Problem statement:
This exercise requires every record to be repeated exactly.

START Provided data

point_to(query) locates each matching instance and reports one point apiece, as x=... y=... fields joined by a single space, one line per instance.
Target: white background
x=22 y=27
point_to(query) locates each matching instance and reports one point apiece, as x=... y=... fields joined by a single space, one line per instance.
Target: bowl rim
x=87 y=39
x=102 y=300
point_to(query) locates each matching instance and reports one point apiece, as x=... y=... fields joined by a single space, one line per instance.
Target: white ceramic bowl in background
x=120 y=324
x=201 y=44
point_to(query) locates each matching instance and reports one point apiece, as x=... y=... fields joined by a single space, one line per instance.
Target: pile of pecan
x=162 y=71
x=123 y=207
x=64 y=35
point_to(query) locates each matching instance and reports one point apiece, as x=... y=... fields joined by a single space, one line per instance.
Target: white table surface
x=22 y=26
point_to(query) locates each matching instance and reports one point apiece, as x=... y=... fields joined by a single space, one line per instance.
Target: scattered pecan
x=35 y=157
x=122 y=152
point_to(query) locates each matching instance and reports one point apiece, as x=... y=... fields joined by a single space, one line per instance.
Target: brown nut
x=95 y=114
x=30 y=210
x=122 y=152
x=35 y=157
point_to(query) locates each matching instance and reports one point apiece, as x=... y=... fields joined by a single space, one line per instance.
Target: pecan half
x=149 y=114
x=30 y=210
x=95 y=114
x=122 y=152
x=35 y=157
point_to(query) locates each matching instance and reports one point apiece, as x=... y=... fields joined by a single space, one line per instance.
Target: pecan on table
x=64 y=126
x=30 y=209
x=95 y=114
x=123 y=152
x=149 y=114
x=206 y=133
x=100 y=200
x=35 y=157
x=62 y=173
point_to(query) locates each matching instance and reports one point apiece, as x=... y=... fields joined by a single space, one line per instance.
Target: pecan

END Provided data

Answer section:
point_to(query) locates each matching instance and reports one point apiece, as x=... y=... fields joined by a single space, one line per instance.
Target: white background
x=22 y=27
point_to(query) locates each matching instance and reports one point apiece, as x=... y=... fields joined by a single space, one line per instance.
Target: bowl rim
x=87 y=39
x=102 y=300
point_to(query) locates each matching instance and reports one point apiece, as x=... y=... fields joined by a single space, one line per instance.
Target: white ceramic bowl in background
x=120 y=324
x=201 y=44
point_to(query) locates each matching instance and reports one point apiece, as x=... y=... fields joined by a single space, one line per instance.
Target: pile of pecan
x=162 y=71
x=123 y=207
x=64 y=35
point_to(query) locates each matching instance and reports one point apiece, as x=... y=... fields joined by a single space, one line per instance.
Target: white table surface
x=22 y=26
point_to(query) locates each matching instance and reports one point apiece, as x=... y=... fields joined by a single space, one line per instance.
Target: scattered pecan
x=35 y=157
x=122 y=152
point_to(query) locates each matching instance and reports one point apiece, as x=... y=... fields joined by a single space, one line per instance.
Target: brown nut
x=95 y=114
x=30 y=210
x=122 y=152
x=35 y=157
point_to(query) locates each matching instance and reports one point apiece, as x=... y=... fields joined by a single space, one line per instance.
Target: pecan half
x=149 y=114
x=30 y=210
x=95 y=114
x=122 y=152
x=35 y=157
point_to(query) locates each matching instance and reports one point apiece, as x=... y=... fields joined by a single space, one line per instance.
Target: pecan on table
x=64 y=126
x=30 y=209
x=95 y=114
x=123 y=152
x=149 y=114
x=206 y=133
x=100 y=200
x=35 y=157
x=62 y=173
point_to(query) locates each matching instance and reports one point apiece, as x=... y=... fields joined by a single space, one line per instance.
Target: pecan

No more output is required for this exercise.